TASK DESCRIPTION =
Retype the data below without altering anything.

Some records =
___

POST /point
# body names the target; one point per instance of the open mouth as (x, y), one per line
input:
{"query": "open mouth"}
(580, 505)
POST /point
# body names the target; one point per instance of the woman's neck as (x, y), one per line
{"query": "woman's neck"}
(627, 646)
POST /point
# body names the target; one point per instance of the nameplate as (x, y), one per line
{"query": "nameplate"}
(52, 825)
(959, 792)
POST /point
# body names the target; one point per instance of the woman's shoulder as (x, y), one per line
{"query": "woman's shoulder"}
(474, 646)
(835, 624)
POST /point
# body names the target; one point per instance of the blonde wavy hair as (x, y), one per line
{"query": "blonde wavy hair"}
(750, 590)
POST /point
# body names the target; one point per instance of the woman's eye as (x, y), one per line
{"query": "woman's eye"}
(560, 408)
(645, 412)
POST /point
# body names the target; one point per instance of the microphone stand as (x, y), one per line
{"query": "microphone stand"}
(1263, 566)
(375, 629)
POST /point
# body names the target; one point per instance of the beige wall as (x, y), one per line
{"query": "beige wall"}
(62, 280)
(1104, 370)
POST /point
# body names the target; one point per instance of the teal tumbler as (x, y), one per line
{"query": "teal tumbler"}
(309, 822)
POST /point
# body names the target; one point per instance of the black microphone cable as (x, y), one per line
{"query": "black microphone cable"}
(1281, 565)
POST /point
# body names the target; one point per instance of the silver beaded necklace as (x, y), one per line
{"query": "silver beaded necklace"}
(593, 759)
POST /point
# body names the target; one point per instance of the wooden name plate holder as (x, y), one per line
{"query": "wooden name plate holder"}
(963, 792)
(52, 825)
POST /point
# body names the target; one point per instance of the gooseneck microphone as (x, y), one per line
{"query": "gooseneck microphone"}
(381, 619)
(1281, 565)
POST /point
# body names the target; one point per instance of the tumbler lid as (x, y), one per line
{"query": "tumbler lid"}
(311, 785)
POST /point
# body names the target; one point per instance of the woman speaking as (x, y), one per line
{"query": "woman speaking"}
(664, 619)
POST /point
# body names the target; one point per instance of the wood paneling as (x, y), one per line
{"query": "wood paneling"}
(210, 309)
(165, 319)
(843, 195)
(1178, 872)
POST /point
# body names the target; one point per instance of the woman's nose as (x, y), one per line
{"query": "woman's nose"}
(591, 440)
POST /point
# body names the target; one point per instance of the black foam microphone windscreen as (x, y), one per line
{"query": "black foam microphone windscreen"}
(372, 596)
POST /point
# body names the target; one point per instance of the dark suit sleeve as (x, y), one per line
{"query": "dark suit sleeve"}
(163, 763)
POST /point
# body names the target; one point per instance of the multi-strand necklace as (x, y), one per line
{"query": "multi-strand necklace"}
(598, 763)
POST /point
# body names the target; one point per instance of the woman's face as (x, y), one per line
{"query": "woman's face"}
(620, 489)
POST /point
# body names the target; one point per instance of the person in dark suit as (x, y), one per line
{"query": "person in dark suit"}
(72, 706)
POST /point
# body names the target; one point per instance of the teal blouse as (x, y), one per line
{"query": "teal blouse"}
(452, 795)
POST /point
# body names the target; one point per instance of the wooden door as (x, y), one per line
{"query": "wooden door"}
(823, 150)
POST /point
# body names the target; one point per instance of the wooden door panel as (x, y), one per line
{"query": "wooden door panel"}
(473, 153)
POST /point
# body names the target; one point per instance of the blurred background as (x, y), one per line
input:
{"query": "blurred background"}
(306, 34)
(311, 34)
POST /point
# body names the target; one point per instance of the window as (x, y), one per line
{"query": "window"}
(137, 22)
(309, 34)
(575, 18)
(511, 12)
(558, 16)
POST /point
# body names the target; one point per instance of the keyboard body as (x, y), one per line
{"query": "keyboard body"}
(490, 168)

___

SOLUTION TO THIS TASK =
POST /point
# body names the target; one point per instance of the open mouth as (x, y), one per line
input:
{"query": "open mouth"}
(580, 505)
POST /point
# body names the target; one point per instance of the woman's neck as (x, y), one per line
{"query": "woman's neck"}
(627, 646)
POST /point
# body names the target; one point per instance of the nameplate as (x, y), one per line
{"query": "nameplate"}
(52, 825)
(959, 792)
POST /point
# body names the target; one point per instance of the woman's shoulder as (x, y), one per line
{"query": "woman's shoulder"}
(474, 646)
(835, 624)
POST /point
# body names the target; one point per instance of the blonde wavy hair as (x, y), one per line
{"query": "blonde wavy hair"}
(750, 590)
POST /point
# body names the target; one point per instance of the woman's eye as (x, y), one per line
{"query": "woman's eye"}
(560, 408)
(645, 412)
POST /point
# body names the target; one point per instance of the microphone stand as (x, y), one per line
{"query": "microphone stand"}
(1263, 566)
(375, 629)
POST /point
# body names the target; one point per instance of the beige wall as (x, y), one per line
{"query": "beige wall"}
(62, 280)
(1104, 370)
POST /point
# body names the target; one point per instance of the teal tumbler as (x, y), one per line
{"query": "teal tumbler"}
(309, 822)
POST /point
# body names the target; one point per instance of the black microphone cable as (x, y), one per line
{"query": "black microphone cable"}
(1281, 565)
POST /point
# body names the target; one point per instance of the silver beaded necklace as (x, y), one per line
{"query": "silver beaded necklace"}
(593, 759)
POST /point
# body names the target; one point per instance of the wooden name plate holder as (x, y), one per line
{"query": "wooden name plate holder"}
(963, 792)
(52, 825)
POST /point
# body names the target; one point per instance of the gooseneck microphone as (x, y), one per line
{"query": "gooseneck microphone"}
(381, 619)
(1281, 565)
POST /point
# body names the target; one point per instance of the tumbler lid as (x, y), one per line
{"query": "tumbler lid"}
(311, 785)
POST /point
# body names the target; one point per instance of the woman speaking as (x, y), one per line
{"query": "woman speaking"}
(664, 619)
POST /point
# body names the target; one point per instance of the wood paneling as (x, y), one per line
{"query": "wood paneling"}
(210, 309)
(165, 319)
(843, 195)
(1178, 872)
POST /point
# body names the target; one point per instance of the woman's nose as (x, y), one per line
{"query": "woman's nose"}
(591, 440)
POST /point
# body names the target; one point per instance of the black foam microphone windscreen as (x, y), one per line
{"query": "black foam microphone windscreen"}
(372, 596)
POST /point
# body names the target; one point per instance of the dark suit sleeve as (x, y), one per line
{"query": "dark suit sleeve"}
(163, 763)
POST /point
# body names the target; one point per instance of the multi-strand necklace as (x, y), one per line
{"query": "multi-strand necklace"}
(598, 763)
POST /point
# body names the target; one point per instance of the woman's face as (x, y), one per line
{"query": "woman's face"}
(620, 489)
POST /point
# body names the target; one point per instance of the person in dark suit as (x, y), one per line
{"query": "person in dark suit"}
(72, 706)
POST /point
# body names the target; one point per instance of the teal blouse as (x, y), one per line
{"query": "teal blouse"}
(452, 795)
POST /point
# body names the target; one point per instance of the wooden door as (x, y), one per line
{"query": "wooden door"}
(823, 150)
POST /point
# body names the target; one point per instance of the wooden door panel as (x, y), one per line
{"query": "wooden door panel"}
(473, 153)
POST /point
# body names the target; one point per instance of the blurred background as (x, y), one per line
input:
{"query": "blurred background"}
(306, 34)
(311, 34)
POST /point
# body names the target; one point per instance of the window as (x, y), one per line
{"query": "window"}
(137, 22)
(309, 34)
(575, 18)
(511, 12)
(558, 16)
POST /point
# body names the target; one point per instance of the keyboard body as (x, y), one per line
{"query": "keyboard body"}
(490, 168)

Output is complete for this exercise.